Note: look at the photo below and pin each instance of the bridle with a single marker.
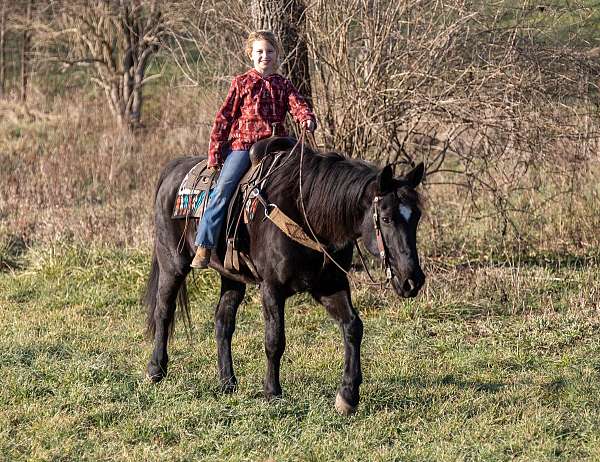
(376, 224)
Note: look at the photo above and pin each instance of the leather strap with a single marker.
(289, 227)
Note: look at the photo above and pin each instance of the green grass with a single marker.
(493, 361)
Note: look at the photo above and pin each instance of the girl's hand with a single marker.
(309, 124)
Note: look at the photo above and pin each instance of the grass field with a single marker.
(496, 360)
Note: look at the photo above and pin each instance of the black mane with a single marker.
(332, 190)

◆ ◆ ◆ ◆

[EXERCISE AIM] Copy all of the records above line for line, keeping every note and point unchanged but leaving out the picture.

[PROBLEM SOLUTION]
Note: look at the photo below and pin each instance of the bridle with a single marker.
(376, 224)
Note: look at the photo above and pin each instance of the leather strap with a single marker.
(289, 227)
Note: look at the photo above and pin each instance of the green grass with a single marker.
(493, 361)
Note: look at the photo above and pin each instance of the girl's hand with a single marker.
(309, 124)
Note: look at the photo above and pin each instance of the grass field with a single marker.
(496, 360)
Note: look at the photo above and pin each instance of the black mane with a single marker.
(332, 190)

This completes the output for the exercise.